* What is being asked
Reproduce the records word for word, starting at their beginning and continuing through the line that contains "23L12 4L16 8ZM0", with both ends included. Leave the pictures out of your copy.

* The input
+--

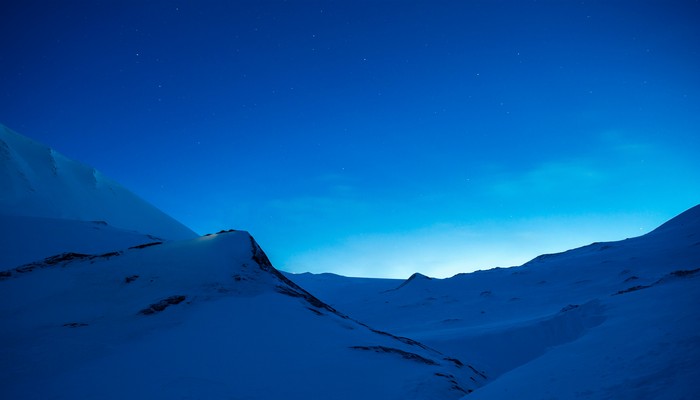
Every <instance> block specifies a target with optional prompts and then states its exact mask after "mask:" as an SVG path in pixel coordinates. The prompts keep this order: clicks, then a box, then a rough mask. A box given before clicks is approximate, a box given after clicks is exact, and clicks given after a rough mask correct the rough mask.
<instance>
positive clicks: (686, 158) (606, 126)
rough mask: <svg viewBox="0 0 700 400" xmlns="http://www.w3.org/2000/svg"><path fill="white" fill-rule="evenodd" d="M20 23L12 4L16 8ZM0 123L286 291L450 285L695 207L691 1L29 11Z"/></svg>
mask: <svg viewBox="0 0 700 400" xmlns="http://www.w3.org/2000/svg"><path fill="white" fill-rule="evenodd" d="M11 3H15V4H11ZM0 14H1V15H3V16H4V18H3V20H4V22H3V24H1V25H0V46H1V47H0V49H1V51H0V122H1V123H3V124H5V125H7V126H8V127H10V128H12V129H14V130H16V131H18V132H20V133H23V134H25V135H27V136H30V137H32V138H34V139H37V140H39V141H42V142H44V143H47V144H48V145H50V146H52V147H54V148H56V149H57V150H59V151H61V152H62V153H64V154H66V155H67V156H69V157H71V158H74V159H78V160H81V161H83V162H85V163H87V164H90V165H93V166H95V167H96V168H97V169H99V170H101V171H102V172H104V173H105V174H106V175H108V176H111V177H112V178H114V179H115V180H117V181H119V182H121V183H122V184H124V185H125V186H127V187H129V188H130V189H132V190H133V191H134V192H136V193H137V194H139V195H141V196H142V197H144V198H145V199H147V200H149V201H151V202H152V203H154V204H155V205H156V206H158V207H160V208H161V209H163V210H164V211H166V212H168V213H169V214H171V215H172V216H174V217H175V218H177V219H179V220H180V221H182V222H183V223H185V224H186V225H188V226H190V227H191V228H193V229H195V230H196V231H198V232H200V233H207V232H211V231H216V230H219V229H222V228H238V229H246V230H249V231H251V233H252V234H253V235H255V236H256V237H257V239H258V240H259V241H260V242H261V243H262V245H263V246H264V247H265V249H266V251H267V252H268V253H269V254H270V256H271V258H272V259H273V262H274V263H275V264H276V265H277V266H279V267H281V268H283V269H288V270H293V271H303V270H312V271H315V272H320V271H333V272H338V273H343V274H350V275H370V276H407V275H408V274H410V273H411V272H413V271H415V270H420V271H422V272H424V273H427V274H432V275H437V276H446V275H451V274H453V273H456V272H460V271H468V270H472V269H475V268H480V267H481V268H484V267H492V266H499V265H500V266H507V265H512V264H519V263H522V262H524V261H526V260H527V259H528V258H531V257H534V256H536V255H537V254H540V253H542V252H548V251H559V250H565V249H567V248H569V247H572V246H576V245H582V244H586V243H588V242H591V241H594V240H612V239H621V238H624V237H629V236H636V235H638V234H642V233H645V232H648V231H649V230H650V229H652V228H653V227H654V226H655V225H657V224H659V223H661V222H663V220H665V219H667V218H670V217H672V216H673V215H675V214H677V213H679V212H681V211H683V210H685V209H686V208H689V207H691V206H693V205H695V204H697V203H698V202H699V200H700V179H698V176H699V175H700V161H699V160H698V159H699V158H700V157H698V156H697V154H698V153H700V73H698V71H700V54H699V49H700V27H699V26H700V24H698V23H697V21H698V18H699V17H700V3H698V2H697V1H685V2H682V1H654V2H648V1H629V2H627V1H593V2H589V1H585V2H579V1H576V2H574V1H451V2H447V1H418V2H414V1H288V2H277V1H245V2H241V1H199V2H195V1H135V0H134V1H116V0H115V1H88V0H84V1H50V2H49V1H46V2H44V1H41V2H33V1H22V2H3V3H2V5H1V6H0Z"/></svg>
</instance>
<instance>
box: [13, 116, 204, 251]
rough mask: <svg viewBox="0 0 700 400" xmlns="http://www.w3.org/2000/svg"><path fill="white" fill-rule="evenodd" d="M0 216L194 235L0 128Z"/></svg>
mask: <svg viewBox="0 0 700 400" xmlns="http://www.w3.org/2000/svg"><path fill="white" fill-rule="evenodd" d="M0 214H4V215H11V216H24V217H42V218H53V219H63V220H80V221H104V222H106V223H108V224H109V225H111V226H114V227H116V228H120V229H124V230H133V231H137V232H140V233H142V234H150V235H154V236H157V237H159V238H162V239H172V240H177V239H191V238H194V237H196V236H197V235H196V234H195V233H194V232H192V231H191V230H190V229H189V228H187V227H185V226H184V225H182V224H181V223H179V222H177V221H175V220H174V219H173V218H171V217H169V216H168V215H166V214H165V213H163V212H162V211H160V210H158V209H157V208H155V207H154V206H152V205H151V204H149V203H147V202H146V201H144V200H142V199H141V198H139V197H137V196H136V195H134V194H133V193H131V192H130V191H128V190H127V189H125V188H124V187H122V186H121V185H119V184H117V183H115V182H114V181H112V180H110V179H109V178H107V177H105V176H104V175H102V174H101V173H100V172H98V171H96V170H95V169H94V168H92V167H89V166H87V165H84V164H81V163H78V162H76V161H72V160H70V159H68V158H66V157H64V156H63V155H61V154H60V153H58V152H57V151H55V150H53V149H51V148H49V147H47V146H45V145H43V144H40V143H38V142H35V141H34V140H31V139H29V138H27V137H24V136H22V135H20V134H18V133H16V132H14V131H12V130H10V129H9V128H7V127H5V126H3V125H0Z"/></svg>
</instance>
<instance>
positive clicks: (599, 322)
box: [289, 206, 700, 399]
mask: <svg viewBox="0 0 700 400" xmlns="http://www.w3.org/2000/svg"><path fill="white" fill-rule="evenodd" d="M289 276H290V277H291V278H292V279H293V280H294V281H295V282H297V283H299V284H301V285H303V286H304V287H306V288H307V289H308V290H310V291H311V292H313V293H315V294H316V295H317V296H319V298H321V299H323V300H324V301H327V302H328V303H329V304H331V305H332V306H333V307H336V308H337V309H339V310H342V311H343V312H346V313H348V314H350V315H353V316H354V317H356V318H358V319H360V320H362V321H365V322H367V323H369V324H370V325H373V326H376V327H378V328H379V329H385V330H389V331H391V332H394V333H397V334H400V335H405V336H410V337H412V338H414V339H417V340H420V341H421V342H423V343H426V344H428V345H430V346H431V347H433V348H436V349H438V350H440V351H443V352H447V353H450V354H454V355H456V356H457V357H458V358H464V359H469V360H473V361H474V362H475V363H476V364H477V365H480V366H482V367H484V369H485V371H486V374H487V375H488V376H489V378H490V379H489V381H488V383H487V384H486V385H485V386H484V387H483V388H480V389H479V390H477V391H475V392H474V393H472V394H471V395H469V396H467V397H466V398H469V399H506V398H518V399H549V398H556V399H574V398H575V399H580V398H588V399H695V398H697V393H698V390H699V389H700V386H699V384H698V382H700V333H699V332H700V311H699V310H700V308H698V305H700V206H696V207H694V208H692V209H690V210H688V211H686V212H684V213H682V214H681V215H679V216H677V217H676V218H674V219H672V220H670V221H669V222H667V223H665V224H664V225H662V226H661V227H659V228H657V229H656V230H654V231H653V232H650V233H649V234H647V235H644V236H641V237H638V238H633V239H627V240H623V241H619V242H608V243H594V244H591V245H589V246H585V247H582V248H579V249H575V250H570V251H567V252H564V253H559V254H550V255H543V256H540V257H537V258H535V259H534V260H532V261H530V262H528V263H527V264H525V265H523V266H521V267H517V268H505V269H503V268H501V269H492V270H487V271H479V272H475V273H470V274H460V275H457V276H454V277H452V278H449V279H430V278H427V277H424V276H422V275H415V276H413V277H412V278H411V279H409V280H407V281H403V282H402V281H400V280H368V279H357V278H345V277H341V276H337V275H330V274H321V275H312V274H299V275H289Z"/></svg>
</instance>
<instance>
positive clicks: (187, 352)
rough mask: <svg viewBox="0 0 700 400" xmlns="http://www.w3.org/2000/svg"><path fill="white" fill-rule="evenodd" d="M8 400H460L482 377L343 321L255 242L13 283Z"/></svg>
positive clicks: (127, 259) (101, 254)
mask: <svg viewBox="0 0 700 400" xmlns="http://www.w3.org/2000/svg"><path fill="white" fill-rule="evenodd" d="M0 292H1V293H3V297H4V298H5V299H6V301H3V302H1V303H0V321H2V329H0V343H2V345H1V346H0V370H1V371H2V374H0V398H7V399H10V398H11V399H29V398H32V399H46V398H52V399H76V398H94V399H96V398H100V399H106V398H112V399H125V398H143V399H154V398H159V399H178V398H195V399H219V398H220V399H224V398H237V399H274V398H285V399H309V398H323V399H357V398H372V399H428V398H435V399H437V398H439V399H450V398H452V399H457V398H460V397H461V396H463V395H464V394H466V393H468V392H470V391H472V390H474V389H476V388H477V387H479V386H480V385H481V384H482V383H483V382H484V381H485V377H484V376H483V374H482V372H480V371H479V370H477V369H476V368H475V367H473V366H471V365H469V364H468V363H467V360H459V359H456V358H453V357H450V356H449V355H447V354H443V353H441V352H438V351H436V350H433V349H431V348H429V347H427V346H425V345H423V344H421V343H418V342H416V341H413V340H411V339H408V338H403V337H397V336H394V335H392V334H390V333H386V332H383V331H379V330H376V329H373V328H370V327H368V326H367V325H364V324H363V323H360V322H357V321H356V320H354V319H352V318H350V317H348V316H346V315H344V314H341V313H339V312H337V311H335V310H334V309H333V308H331V307H330V306H328V305H326V304H325V303H323V302H321V301H320V300H318V299H317V298H315V297H314V296H312V295H311V294H309V293H308V292H306V291H305V290H304V289H302V288H300V287H299V286H297V285H296V284H294V283H292V282H291V281H289V280H288V279H287V278H285V277H284V276H283V275H282V274H281V273H279V272H278V271H277V270H276V269H275V268H274V267H272V265H271V264H270V262H269V260H268V259H267V257H266V256H265V254H264V253H263V251H262V250H261V249H260V247H259V246H258V245H257V243H256V242H255V241H254V240H253V239H252V237H251V236H250V235H248V233H246V232H241V231H238V232H224V233H220V234H217V235H212V236H205V237H202V238H199V239H194V240H189V241H178V242H168V243H163V244H157V242H156V243H151V244H145V245H144V246H137V247H134V248H131V249H127V250H124V251H119V252H111V253H107V254H96V255H87V254H75V253H69V254H63V255H60V256H57V257H52V258H49V259H46V260H42V261H39V262H35V263H31V264H28V265H24V266H21V267H19V268H15V269H12V270H9V271H4V272H2V273H0Z"/></svg>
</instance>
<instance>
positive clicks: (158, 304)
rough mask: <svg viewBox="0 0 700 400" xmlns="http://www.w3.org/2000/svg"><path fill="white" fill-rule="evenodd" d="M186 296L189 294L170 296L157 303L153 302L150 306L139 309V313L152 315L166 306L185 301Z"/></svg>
mask: <svg viewBox="0 0 700 400" xmlns="http://www.w3.org/2000/svg"><path fill="white" fill-rule="evenodd" d="M186 298H187V296H183V295H175V296H170V297H168V298H165V299H163V300H161V301H159V302H157V303H153V304H151V305H150V306H148V308H144V309H143V310H141V311H139V314H143V315H151V314H155V313H157V312H161V311H163V310H165V309H166V308H168V307H170V306H171V305H174V304H180V303H182V302H183V301H185V299H186Z"/></svg>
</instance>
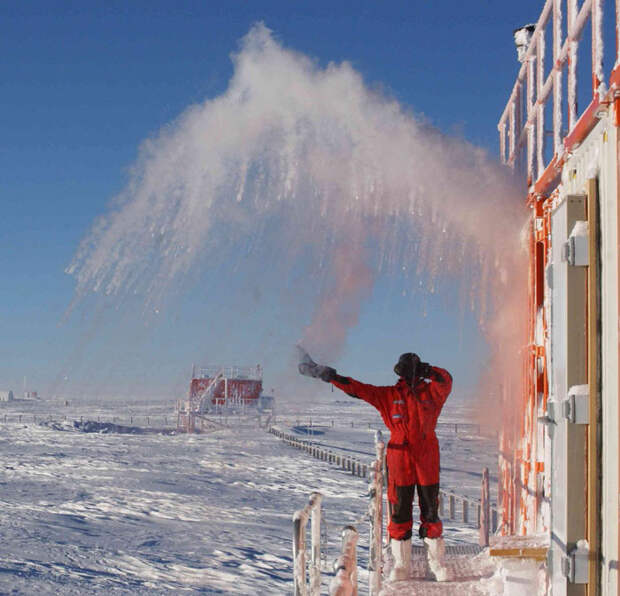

+--

* Task response
Every <instance> block specifies a target with optional prompts and then states its exact mask after "mask:" as an SVG path in pixel coordinates. The prompts keep this order: clicks, then a box, then a rough mask. A box given before clicks is approximate, a box given after clicks is exact, and clicks given after a rough mask correct the rough mask.
<instance>
positive clicks: (686, 158) (606, 126)
rough mask: <svg viewBox="0 0 700 400" xmlns="http://www.w3.org/2000/svg"><path fill="white" fill-rule="evenodd" d="M20 23L12 4L16 8ZM0 123L286 291L450 285L695 207L691 1L29 11Z"/></svg>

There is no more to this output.